▶ _DATA FOR THIS TASK_

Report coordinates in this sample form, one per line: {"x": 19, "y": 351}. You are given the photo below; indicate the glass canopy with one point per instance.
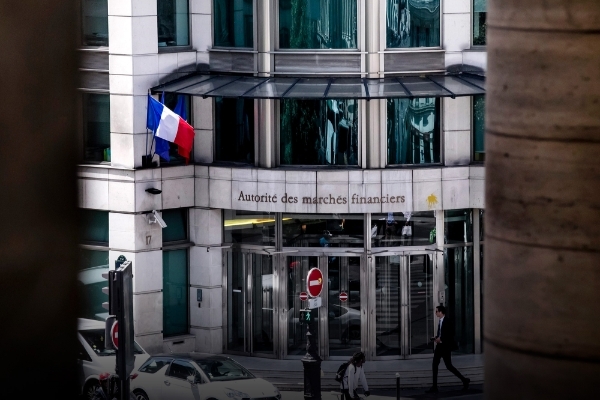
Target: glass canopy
{"x": 205, "y": 85}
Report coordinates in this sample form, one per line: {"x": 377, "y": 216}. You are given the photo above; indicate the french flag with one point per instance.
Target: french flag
{"x": 169, "y": 126}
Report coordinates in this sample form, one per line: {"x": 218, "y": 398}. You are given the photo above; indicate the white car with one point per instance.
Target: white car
{"x": 197, "y": 376}
{"x": 94, "y": 358}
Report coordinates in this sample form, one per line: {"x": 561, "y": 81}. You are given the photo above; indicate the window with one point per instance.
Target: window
{"x": 233, "y": 23}
{"x": 175, "y": 292}
{"x": 319, "y": 132}
{"x": 94, "y": 22}
{"x": 479, "y": 22}
{"x": 479, "y": 128}
{"x": 96, "y": 127}
{"x": 317, "y": 24}
{"x": 175, "y": 273}
{"x": 234, "y": 130}
{"x": 173, "y": 23}
{"x": 413, "y": 23}
{"x": 181, "y": 105}
{"x": 413, "y": 130}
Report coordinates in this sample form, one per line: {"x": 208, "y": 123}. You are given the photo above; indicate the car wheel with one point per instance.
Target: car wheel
{"x": 89, "y": 390}
{"x": 140, "y": 395}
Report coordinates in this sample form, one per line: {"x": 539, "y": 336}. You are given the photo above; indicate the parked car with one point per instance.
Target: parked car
{"x": 94, "y": 358}
{"x": 198, "y": 376}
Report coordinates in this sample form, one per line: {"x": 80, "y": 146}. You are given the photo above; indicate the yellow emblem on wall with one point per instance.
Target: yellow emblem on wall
{"x": 431, "y": 201}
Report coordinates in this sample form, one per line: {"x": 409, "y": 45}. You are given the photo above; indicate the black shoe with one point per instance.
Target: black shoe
{"x": 466, "y": 383}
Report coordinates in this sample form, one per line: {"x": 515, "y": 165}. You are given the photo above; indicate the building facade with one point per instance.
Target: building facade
{"x": 344, "y": 135}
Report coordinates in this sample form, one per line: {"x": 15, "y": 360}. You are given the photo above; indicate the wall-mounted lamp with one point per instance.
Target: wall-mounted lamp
{"x": 153, "y": 191}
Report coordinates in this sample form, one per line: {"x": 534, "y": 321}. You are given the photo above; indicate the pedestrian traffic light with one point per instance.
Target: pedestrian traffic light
{"x": 306, "y": 317}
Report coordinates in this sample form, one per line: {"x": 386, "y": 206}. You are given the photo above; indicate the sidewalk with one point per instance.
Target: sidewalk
{"x": 287, "y": 375}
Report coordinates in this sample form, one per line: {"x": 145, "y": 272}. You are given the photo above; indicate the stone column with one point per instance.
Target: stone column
{"x": 542, "y": 190}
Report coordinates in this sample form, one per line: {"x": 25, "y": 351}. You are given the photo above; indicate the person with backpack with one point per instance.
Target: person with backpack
{"x": 350, "y": 374}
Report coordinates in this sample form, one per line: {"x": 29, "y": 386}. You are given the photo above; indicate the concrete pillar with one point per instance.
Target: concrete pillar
{"x": 39, "y": 226}
{"x": 542, "y": 231}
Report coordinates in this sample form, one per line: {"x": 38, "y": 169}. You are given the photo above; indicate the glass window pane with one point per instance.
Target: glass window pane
{"x": 175, "y": 292}
{"x": 94, "y": 22}
{"x": 173, "y": 23}
{"x": 458, "y": 267}
{"x": 479, "y": 22}
{"x": 403, "y": 229}
{"x": 233, "y": 23}
{"x": 413, "y": 23}
{"x": 176, "y": 221}
{"x": 323, "y": 230}
{"x": 317, "y": 24}
{"x": 479, "y": 128}
{"x": 90, "y": 282}
{"x": 96, "y": 127}
{"x": 319, "y": 132}
{"x": 234, "y": 130}
{"x": 413, "y": 127}
{"x": 249, "y": 227}
{"x": 94, "y": 227}
{"x": 458, "y": 226}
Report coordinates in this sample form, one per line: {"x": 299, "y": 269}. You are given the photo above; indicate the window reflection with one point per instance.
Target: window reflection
{"x": 319, "y": 132}
{"x": 413, "y": 131}
{"x": 233, "y": 22}
{"x": 234, "y": 130}
{"x": 317, "y": 24}
{"x": 413, "y": 23}
{"x": 479, "y": 22}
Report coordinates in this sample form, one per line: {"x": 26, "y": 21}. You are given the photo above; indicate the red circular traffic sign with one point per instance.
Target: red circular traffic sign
{"x": 114, "y": 334}
{"x": 314, "y": 282}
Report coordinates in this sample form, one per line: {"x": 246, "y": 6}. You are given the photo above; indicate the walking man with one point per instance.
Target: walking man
{"x": 445, "y": 343}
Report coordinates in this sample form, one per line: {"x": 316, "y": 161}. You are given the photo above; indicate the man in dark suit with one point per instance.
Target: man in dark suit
{"x": 445, "y": 343}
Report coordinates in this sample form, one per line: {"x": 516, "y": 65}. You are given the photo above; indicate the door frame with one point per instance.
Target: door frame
{"x": 404, "y": 300}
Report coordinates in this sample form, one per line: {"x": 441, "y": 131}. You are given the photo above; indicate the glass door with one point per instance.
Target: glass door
{"x": 250, "y": 303}
{"x": 404, "y": 306}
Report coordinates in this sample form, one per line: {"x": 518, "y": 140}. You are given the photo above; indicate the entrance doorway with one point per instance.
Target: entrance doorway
{"x": 404, "y": 305}
{"x": 250, "y": 304}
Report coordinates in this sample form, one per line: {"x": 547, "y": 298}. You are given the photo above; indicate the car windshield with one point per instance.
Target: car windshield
{"x": 95, "y": 338}
{"x": 223, "y": 370}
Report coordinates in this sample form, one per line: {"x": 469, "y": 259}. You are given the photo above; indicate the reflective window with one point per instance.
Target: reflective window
{"x": 319, "y": 132}
{"x": 403, "y": 229}
{"x": 173, "y": 23}
{"x": 317, "y": 24}
{"x": 413, "y": 23}
{"x": 413, "y": 130}
{"x": 96, "y": 127}
{"x": 234, "y": 130}
{"x": 458, "y": 226}
{"x": 94, "y": 22}
{"x": 323, "y": 230}
{"x": 479, "y": 22}
{"x": 249, "y": 227}
{"x": 233, "y": 23}
{"x": 479, "y": 128}
{"x": 176, "y": 229}
{"x": 175, "y": 292}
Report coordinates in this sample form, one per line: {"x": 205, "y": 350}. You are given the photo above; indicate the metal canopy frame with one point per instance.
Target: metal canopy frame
{"x": 320, "y": 88}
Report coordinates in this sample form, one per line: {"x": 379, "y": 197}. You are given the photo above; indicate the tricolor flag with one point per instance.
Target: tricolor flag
{"x": 169, "y": 126}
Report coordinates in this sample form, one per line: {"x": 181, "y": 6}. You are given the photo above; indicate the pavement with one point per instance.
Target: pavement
{"x": 415, "y": 377}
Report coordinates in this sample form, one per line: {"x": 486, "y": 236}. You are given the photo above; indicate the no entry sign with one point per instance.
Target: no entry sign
{"x": 314, "y": 282}
{"x": 114, "y": 334}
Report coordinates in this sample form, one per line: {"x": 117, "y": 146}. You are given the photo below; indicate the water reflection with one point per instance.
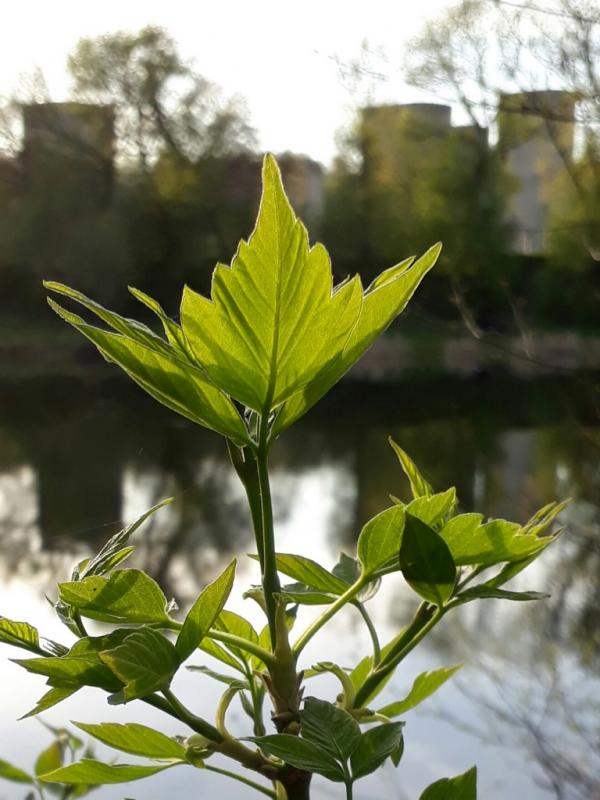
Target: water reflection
{"x": 76, "y": 460}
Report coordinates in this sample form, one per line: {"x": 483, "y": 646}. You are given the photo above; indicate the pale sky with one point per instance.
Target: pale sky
{"x": 279, "y": 55}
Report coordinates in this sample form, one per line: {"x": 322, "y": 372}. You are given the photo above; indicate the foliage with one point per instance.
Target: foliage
{"x": 275, "y": 336}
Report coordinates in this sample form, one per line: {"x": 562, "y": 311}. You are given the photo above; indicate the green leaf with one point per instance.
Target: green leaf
{"x": 49, "y": 759}
{"x": 434, "y": 510}
{"x": 382, "y": 302}
{"x": 380, "y": 539}
{"x": 484, "y": 592}
{"x": 463, "y": 787}
{"x": 221, "y": 654}
{"x": 229, "y": 680}
{"x": 493, "y": 542}
{"x": 19, "y": 634}
{"x": 138, "y": 740}
{"x": 95, "y": 773}
{"x": 308, "y": 572}
{"x": 128, "y": 595}
{"x": 81, "y": 666}
{"x": 174, "y": 382}
{"x": 115, "y": 550}
{"x": 374, "y": 747}
{"x": 300, "y": 754}
{"x": 55, "y": 695}
{"x": 305, "y": 595}
{"x": 13, "y": 774}
{"x": 330, "y": 728}
{"x": 204, "y": 612}
{"x": 145, "y": 663}
{"x": 423, "y": 687}
{"x": 349, "y": 570}
{"x": 230, "y": 622}
{"x": 418, "y": 485}
{"x": 273, "y": 320}
{"x": 426, "y": 562}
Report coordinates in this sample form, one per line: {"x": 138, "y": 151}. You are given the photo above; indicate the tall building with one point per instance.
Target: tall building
{"x": 535, "y": 135}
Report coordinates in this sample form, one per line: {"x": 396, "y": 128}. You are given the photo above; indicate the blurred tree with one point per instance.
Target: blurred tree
{"x": 161, "y": 103}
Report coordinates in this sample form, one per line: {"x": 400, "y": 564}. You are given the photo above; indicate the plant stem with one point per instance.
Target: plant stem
{"x": 329, "y": 612}
{"x": 424, "y": 620}
{"x": 270, "y": 577}
{"x": 195, "y": 723}
{"x": 372, "y": 632}
{"x": 241, "y": 779}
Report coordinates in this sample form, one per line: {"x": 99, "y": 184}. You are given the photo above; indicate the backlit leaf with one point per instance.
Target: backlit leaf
{"x": 424, "y": 686}
{"x": 426, "y": 562}
{"x": 204, "y": 612}
{"x": 127, "y": 595}
{"x": 330, "y": 728}
{"x": 138, "y": 740}
{"x": 493, "y": 542}
{"x": 19, "y": 634}
{"x": 273, "y": 320}
{"x": 380, "y": 539}
{"x": 174, "y": 382}
{"x": 95, "y": 773}
{"x": 418, "y": 485}
{"x": 383, "y": 301}
{"x": 463, "y": 787}
{"x": 374, "y": 747}
{"x": 300, "y": 754}
{"x": 14, "y": 774}
{"x": 145, "y": 663}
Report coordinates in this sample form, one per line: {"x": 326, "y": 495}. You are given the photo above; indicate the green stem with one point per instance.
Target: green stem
{"x": 229, "y": 638}
{"x": 241, "y": 779}
{"x": 270, "y": 577}
{"x": 372, "y": 632}
{"x": 424, "y": 620}
{"x": 195, "y": 723}
{"x": 329, "y": 612}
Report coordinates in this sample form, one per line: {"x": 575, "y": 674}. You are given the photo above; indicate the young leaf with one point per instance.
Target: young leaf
{"x": 20, "y": 634}
{"x": 13, "y": 774}
{"x": 308, "y": 572}
{"x": 484, "y": 592}
{"x": 300, "y": 754}
{"x": 380, "y": 539}
{"x": 104, "y": 560}
{"x": 95, "y": 773}
{"x": 145, "y": 663}
{"x": 418, "y": 485}
{"x": 463, "y": 787}
{"x": 423, "y": 687}
{"x": 490, "y": 543}
{"x": 374, "y": 747}
{"x": 273, "y": 321}
{"x": 433, "y": 510}
{"x": 426, "y": 562}
{"x": 55, "y": 695}
{"x": 49, "y": 759}
{"x": 137, "y": 740}
{"x": 330, "y": 728}
{"x": 382, "y": 302}
{"x": 128, "y": 595}
{"x": 174, "y": 382}
{"x": 204, "y": 612}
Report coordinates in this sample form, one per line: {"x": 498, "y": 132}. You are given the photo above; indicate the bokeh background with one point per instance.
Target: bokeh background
{"x": 131, "y": 138}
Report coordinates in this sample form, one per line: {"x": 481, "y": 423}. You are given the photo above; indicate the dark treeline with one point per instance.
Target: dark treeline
{"x": 149, "y": 176}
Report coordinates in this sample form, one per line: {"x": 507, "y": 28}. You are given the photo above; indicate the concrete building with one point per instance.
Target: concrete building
{"x": 535, "y": 135}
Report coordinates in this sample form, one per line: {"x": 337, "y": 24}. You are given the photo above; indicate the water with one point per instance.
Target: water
{"x": 79, "y": 457}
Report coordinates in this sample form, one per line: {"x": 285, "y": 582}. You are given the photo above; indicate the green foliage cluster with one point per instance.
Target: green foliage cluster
{"x": 273, "y": 338}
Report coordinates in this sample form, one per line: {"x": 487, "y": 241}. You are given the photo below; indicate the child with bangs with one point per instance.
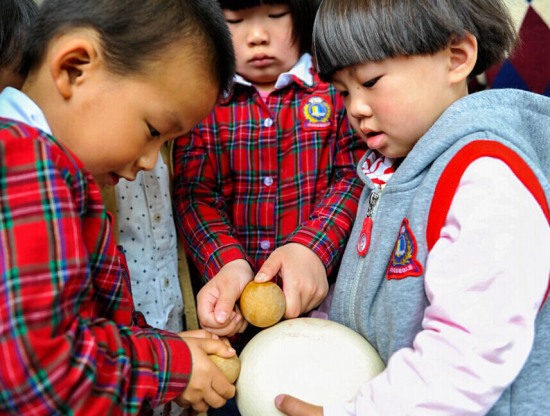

▶ _EXERCISE_
Copy the rows above word for word, starting at the line containing "water with one point per instance." and ending with the last of the rows, leaving out the pictures.

▶ _WORKED ANSWER_
Report coordinates in this sample form, one per line: {"x": 337, "y": 24}. You are given the photo above; indicate the water with one point per instance.
Target: water
{"x": 79, "y": 457}
Report coordinates in this sample form, one per line: {"x": 285, "y": 582}. You are given the photo above; indicate the green foliage cluster with one point per instance.
Target: green foliage cluster
{"x": 273, "y": 338}
Report coordinates in this sample form, one per line: {"x": 487, "y": 241}. You are given the photo below; indicate the child with bangs with one point per instance.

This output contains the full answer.